ASSIGNED TASK | Please print each record exactly, omitting none of them.

[Start of section]

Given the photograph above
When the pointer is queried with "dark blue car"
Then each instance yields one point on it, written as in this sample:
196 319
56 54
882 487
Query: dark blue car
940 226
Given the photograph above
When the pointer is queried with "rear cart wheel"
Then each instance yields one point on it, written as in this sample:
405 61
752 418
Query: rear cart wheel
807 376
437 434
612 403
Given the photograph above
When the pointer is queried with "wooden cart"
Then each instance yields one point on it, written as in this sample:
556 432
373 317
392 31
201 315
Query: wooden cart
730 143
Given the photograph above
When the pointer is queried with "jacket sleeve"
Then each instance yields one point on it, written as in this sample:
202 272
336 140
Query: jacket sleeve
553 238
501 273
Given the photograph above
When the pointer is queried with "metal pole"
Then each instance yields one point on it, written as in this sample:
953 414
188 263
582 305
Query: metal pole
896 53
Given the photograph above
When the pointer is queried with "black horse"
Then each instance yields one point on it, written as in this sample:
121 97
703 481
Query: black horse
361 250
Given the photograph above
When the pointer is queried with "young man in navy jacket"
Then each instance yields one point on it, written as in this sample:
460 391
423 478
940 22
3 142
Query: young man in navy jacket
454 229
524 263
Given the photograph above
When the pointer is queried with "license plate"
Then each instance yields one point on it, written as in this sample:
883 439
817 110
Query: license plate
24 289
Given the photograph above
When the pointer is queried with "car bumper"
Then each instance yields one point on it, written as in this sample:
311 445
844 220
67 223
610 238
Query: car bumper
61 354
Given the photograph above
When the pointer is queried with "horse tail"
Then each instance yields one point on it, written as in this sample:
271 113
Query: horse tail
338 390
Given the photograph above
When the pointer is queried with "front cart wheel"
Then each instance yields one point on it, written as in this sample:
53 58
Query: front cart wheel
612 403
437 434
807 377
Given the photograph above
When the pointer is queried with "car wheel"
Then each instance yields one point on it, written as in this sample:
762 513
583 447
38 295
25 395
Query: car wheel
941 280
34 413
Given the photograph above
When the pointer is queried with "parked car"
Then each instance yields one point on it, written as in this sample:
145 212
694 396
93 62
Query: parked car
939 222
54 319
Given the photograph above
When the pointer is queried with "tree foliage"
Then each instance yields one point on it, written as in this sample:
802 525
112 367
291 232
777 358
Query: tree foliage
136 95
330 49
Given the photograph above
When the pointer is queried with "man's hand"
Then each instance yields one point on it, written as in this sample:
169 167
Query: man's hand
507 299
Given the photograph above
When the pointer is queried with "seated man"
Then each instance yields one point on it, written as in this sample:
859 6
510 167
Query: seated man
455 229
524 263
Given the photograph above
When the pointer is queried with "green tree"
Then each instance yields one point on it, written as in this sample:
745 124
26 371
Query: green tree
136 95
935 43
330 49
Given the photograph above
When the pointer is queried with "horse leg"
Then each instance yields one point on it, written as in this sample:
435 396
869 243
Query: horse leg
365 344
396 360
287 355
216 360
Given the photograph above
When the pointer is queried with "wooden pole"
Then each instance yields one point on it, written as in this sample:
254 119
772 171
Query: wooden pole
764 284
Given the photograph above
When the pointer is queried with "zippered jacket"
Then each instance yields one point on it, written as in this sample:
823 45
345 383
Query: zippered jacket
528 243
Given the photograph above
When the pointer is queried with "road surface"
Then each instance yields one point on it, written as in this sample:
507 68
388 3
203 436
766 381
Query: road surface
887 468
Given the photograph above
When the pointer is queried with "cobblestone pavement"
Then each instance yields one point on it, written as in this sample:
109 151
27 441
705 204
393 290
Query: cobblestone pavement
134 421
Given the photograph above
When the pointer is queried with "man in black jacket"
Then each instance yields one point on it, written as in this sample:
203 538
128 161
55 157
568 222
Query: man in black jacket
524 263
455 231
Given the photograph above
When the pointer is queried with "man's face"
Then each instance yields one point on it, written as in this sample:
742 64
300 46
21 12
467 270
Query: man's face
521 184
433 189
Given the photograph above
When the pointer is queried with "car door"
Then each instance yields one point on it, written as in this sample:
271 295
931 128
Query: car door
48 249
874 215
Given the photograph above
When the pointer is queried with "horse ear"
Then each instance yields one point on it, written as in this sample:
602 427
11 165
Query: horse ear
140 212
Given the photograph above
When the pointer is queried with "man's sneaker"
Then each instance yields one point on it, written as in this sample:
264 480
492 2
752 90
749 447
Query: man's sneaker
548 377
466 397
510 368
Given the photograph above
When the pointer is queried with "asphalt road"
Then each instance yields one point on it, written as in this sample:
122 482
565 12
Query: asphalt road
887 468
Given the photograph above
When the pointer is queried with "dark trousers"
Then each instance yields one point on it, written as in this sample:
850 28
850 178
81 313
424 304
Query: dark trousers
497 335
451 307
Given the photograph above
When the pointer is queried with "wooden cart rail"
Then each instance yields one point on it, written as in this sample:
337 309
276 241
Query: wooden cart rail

[End of section]

RESPONSE BELOW |
Given the photograph above
When the pointer is queried with "dark blue car"
Then each instance yields one point on it, written as in this sample:
196 319
56 54
882 487
Query: dark blue car
940 226
Given the photograph above
When the pointer is queried with "rear cart wheel"
Then each instance yields one point on it, written as in this sample:
405 61
752 418
Query: rear cart wheel
807 376
437 434
612 403
Given the photograph above
When the pointer is queried with "wooden cart"
Then each instance yields one point on it, written as in this sample:
556 432
373 317
392 31
201 315
Query: wooden cart
730 143
Given the photograph above
When the pointer is queried with "jacket sleeve"
Then each instance yields one point on it, written as in this sample:
202 272
336 140
Query: jacket sleeve
553 238
501 273
Given the photograph above
When the pointer is queried with "metal pole"
Then each instance yields one point on it, written as in this sample:
953 414
188 263
582 305
Query: metal pole
896 53
Given the photograph above
When the pointer is queried with "black horse"
Then each instance yields one point on it, written as in this sample:
121 97
703 481
Query: black horse
361 250
Given the photograph above
When the pointer is queried with "young man in navy jacket"
Then each instance yields one point on it, written as in this sample:
460 391
423 478
940 22
3 142
Query: young man in navy jacket
454 229
524 263
Given the photograph above
When the pointer is queried with "license plate"
Then each instance yields one point on it, written as in this sample:
883 439
817 110
Query: license plate
24 289
Given the photograph above
When the pointer is queried with "car bumper"
Then each instance yields one point on it, written as in this sample:
311 445
844 220
67 223
610 238
Query: car bumper
61 354
Given the photograph above
When the pointer is queried with "horse tail"
Then each instance yields one point on it, written as in this sample:
271 113
Query: horse tail
338 390
Given the photograph above
When the pointer is queried with "front cart wheel"
Then each instance yields one point on it, written as in this sample:
53 58
Query: front cart wheel
612 403
437 434
807 377
Given the photograph above
When the pointer is queried with "car wheel"
Then each instance yields one point on it, written as in this sample:
762 513
583 447
38 295
25 395
Query: car wheel
941 280
34 413
Given the photograph above
When the pointer is queried with "parked car"
Then each instance yields one point on it, written as in this sample:
145 212
694 396
93 62
Query: parked car
939 222
54 319
Given the photograph above
When the pointer is queried with "tree foliage"
Then each instance yields one point on it, written as in this sample:
802 525
112 367
291 232
777 358
Query: tree foliage
136 95
330 49
Given the photograph above
When the pointer is queried with "man's hand"
Then each instance yields one point on it, written as in this sample:
169 167
Query: man's hand
507 299
Given the photograph above
When the pointer is queried with "seated man"
Then each instance yields one point on it, written as in this sample:
859 6
510 167
Query: seated man
455 229
524 263
Given the photograph above
When the pointer is queried with "green tree"
Then each instance yields one point on it, written as in this sample:
745 124
26 371
Query: green tree
136 95
935 43
330 49
Given the photograph above
When the pointer is queried with "horse leg"
Then each instance yields one point on it, written as in this sample:
435 396
869 243
Query: horse leg
365 344
396 360
287 355
216 360
Given the photograph above
When the pointer is queried with "wooden pole"
Then each instance yields one point on it, written as in this sample:
254 119
772 171
Query: wooden pole
764 284
Given the photograph above
When the pointer is queried with "zippered jacket"
Then each instance yields one point on it, written as in this sample:
823 45
345 383
Query: zippered jacket
528 243
Given the photograph above
When the pointer is queried with "road surface"
Then each instance yields one point on it, written as in this sample:
507 68
388 3
203 436
766 381
Query: road surface
887 468
Given the photograph above
When the pointer is queried with "cobblestone pavement"
Then each instance yields one point on it, written as in this sample:
109 151
27 441
705 204
393 290
Query: cobblestone pavement
134 421
Given the photograph above
When the pointer is queried with "man in black jacket"
Then each instance yields one point on it, written as in this sample:
203 538
128 161
55 157
568 222
Query: man in black jacket
524 263
455 231
Given the photograph above
When the pointer is queried with "man's face"
Then each instance yields one point on it, written as in this sample:
742 64
300 46
21 12
467 270
Query: man's face
521 184
433 189
Given the photograph above
When the pointer is queried with "car door"
Then each instance yields one point on it, written as in this sample:
271 295
931 128
Query: car door
48 249
874 215
Given the photograph above
When the pointer is queried with "horse ear"
Then each instance yields one point on it, written as in this sample:
602 427
11 165
Query: horse ear
140 212
Given the photograph above
When the pointer is queried with "man's sneaker"
Then each instance yields one point on it, written as in this sample:
264 480
492 2
752 90
749 447
Query: man's sneaker
548 377
466 397
510 368
Given the photograph above
When the pointer is queried with "asphalt road"
Then each instance yields one point on it, written as in this sample:
122 482
565 12
Query: asphalt road
887 468
Given the photograph above
When the pointer is queried with "dark trousers"
Then each instance yields one point on it, written as in this sample:
850 28
850 178
81 313
424 304
Query: dark trousers
497 335
451 307
Given the photograph above
When the pointer is queried with "wooden cart rail"
Then each instance yields one point on it, written as in this sample:
337 309
276 241
Query: wooden cart rail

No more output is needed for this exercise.